_Brief:_
Find every line below with the string "mown" and pick it out.

(Items listed in a dataset)
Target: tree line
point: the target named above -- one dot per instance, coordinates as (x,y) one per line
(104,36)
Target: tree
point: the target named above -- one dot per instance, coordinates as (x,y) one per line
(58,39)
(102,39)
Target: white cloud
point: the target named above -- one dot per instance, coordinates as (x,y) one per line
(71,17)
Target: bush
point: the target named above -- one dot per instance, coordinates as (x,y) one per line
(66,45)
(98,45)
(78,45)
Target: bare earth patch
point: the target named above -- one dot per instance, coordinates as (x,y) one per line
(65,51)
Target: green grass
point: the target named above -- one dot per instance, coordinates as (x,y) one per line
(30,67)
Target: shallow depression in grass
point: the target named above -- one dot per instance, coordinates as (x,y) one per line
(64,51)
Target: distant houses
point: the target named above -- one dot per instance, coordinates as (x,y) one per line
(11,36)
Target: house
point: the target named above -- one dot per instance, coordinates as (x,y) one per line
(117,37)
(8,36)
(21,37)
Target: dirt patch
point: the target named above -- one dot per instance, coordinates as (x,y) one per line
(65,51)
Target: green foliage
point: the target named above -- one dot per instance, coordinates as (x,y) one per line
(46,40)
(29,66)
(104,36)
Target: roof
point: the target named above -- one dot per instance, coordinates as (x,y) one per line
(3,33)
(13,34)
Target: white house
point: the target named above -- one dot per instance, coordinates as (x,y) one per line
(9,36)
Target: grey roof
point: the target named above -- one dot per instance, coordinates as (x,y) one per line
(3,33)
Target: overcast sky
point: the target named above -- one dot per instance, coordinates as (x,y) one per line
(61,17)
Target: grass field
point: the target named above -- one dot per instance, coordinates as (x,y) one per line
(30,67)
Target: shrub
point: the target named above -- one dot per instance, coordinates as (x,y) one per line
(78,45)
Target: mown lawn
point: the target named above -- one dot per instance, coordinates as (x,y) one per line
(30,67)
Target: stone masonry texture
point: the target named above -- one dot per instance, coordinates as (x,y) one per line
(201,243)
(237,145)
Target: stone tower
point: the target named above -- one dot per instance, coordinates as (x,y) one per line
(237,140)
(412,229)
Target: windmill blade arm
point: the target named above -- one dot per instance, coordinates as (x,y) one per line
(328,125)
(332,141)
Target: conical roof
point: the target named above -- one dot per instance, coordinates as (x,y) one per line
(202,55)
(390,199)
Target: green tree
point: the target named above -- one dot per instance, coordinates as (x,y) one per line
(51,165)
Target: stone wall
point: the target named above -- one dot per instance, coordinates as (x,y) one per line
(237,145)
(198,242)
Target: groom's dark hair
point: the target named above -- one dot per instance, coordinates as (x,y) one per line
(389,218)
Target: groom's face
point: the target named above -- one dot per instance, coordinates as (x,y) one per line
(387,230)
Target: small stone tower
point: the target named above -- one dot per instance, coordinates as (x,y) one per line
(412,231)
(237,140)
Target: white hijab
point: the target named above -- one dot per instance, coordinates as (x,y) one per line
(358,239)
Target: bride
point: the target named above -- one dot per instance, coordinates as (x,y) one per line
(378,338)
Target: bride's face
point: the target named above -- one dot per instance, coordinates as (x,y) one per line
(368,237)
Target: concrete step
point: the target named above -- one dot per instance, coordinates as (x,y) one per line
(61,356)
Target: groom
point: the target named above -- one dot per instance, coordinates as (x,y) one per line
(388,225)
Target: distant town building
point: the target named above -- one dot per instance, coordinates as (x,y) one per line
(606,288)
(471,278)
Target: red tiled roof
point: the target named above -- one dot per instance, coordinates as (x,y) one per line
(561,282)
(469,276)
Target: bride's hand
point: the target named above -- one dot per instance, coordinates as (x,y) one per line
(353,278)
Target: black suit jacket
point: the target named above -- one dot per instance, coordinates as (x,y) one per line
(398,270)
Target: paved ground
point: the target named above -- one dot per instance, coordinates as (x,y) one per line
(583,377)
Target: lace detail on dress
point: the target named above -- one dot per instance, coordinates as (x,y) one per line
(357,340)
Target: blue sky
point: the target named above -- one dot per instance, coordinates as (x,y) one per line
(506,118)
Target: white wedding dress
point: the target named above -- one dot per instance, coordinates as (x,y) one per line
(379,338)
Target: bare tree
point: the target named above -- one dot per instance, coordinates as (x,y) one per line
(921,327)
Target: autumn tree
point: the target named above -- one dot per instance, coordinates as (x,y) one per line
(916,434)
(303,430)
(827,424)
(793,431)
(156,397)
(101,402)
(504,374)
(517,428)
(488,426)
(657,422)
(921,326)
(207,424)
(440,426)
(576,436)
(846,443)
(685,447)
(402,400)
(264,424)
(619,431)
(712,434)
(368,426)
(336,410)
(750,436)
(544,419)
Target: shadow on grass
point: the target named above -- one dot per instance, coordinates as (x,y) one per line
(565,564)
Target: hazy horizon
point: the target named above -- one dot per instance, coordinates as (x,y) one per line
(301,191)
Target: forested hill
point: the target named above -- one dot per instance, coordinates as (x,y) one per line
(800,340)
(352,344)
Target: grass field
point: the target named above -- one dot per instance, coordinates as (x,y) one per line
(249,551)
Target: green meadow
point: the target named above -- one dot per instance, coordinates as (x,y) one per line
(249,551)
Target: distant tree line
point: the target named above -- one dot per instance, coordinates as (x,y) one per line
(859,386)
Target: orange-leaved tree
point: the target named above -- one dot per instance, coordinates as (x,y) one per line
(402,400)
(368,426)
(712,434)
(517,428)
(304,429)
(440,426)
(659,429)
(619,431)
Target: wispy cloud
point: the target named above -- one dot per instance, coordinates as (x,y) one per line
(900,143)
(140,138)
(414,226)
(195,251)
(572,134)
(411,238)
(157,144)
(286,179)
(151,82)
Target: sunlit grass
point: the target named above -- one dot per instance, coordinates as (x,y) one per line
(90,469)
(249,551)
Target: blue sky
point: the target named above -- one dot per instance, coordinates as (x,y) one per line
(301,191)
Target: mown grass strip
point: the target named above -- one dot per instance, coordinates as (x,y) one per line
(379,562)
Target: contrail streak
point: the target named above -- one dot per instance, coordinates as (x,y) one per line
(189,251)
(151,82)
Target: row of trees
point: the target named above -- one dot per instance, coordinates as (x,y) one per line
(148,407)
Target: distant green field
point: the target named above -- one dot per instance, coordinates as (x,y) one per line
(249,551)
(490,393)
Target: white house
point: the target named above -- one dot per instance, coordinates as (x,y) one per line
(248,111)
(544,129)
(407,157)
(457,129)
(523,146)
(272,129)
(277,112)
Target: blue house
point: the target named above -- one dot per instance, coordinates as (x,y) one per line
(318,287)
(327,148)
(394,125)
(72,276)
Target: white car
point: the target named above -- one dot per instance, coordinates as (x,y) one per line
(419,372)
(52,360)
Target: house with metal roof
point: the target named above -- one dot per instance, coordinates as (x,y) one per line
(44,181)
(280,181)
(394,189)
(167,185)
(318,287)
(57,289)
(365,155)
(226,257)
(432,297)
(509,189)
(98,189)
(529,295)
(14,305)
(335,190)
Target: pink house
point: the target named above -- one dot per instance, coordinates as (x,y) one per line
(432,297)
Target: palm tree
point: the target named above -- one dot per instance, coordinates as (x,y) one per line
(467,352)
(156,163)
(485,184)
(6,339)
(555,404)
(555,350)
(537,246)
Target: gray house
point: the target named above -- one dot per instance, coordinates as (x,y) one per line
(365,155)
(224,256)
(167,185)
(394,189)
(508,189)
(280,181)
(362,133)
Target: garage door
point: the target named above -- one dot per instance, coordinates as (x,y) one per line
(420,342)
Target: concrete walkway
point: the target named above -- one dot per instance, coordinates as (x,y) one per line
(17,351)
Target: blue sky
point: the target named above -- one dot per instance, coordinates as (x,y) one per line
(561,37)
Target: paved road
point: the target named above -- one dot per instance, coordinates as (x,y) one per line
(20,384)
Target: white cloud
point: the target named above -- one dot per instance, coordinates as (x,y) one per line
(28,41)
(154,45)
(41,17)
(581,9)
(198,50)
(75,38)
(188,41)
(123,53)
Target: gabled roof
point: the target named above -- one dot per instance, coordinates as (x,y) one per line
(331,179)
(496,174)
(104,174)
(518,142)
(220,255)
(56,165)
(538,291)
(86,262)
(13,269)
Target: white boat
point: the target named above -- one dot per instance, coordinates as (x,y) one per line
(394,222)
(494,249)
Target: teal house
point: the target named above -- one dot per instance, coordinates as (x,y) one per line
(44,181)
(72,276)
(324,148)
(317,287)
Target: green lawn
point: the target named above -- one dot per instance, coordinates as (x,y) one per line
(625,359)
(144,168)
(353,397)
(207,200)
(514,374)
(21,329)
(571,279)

_Answer space:_
Target: mown lawn
Target: mown grass strip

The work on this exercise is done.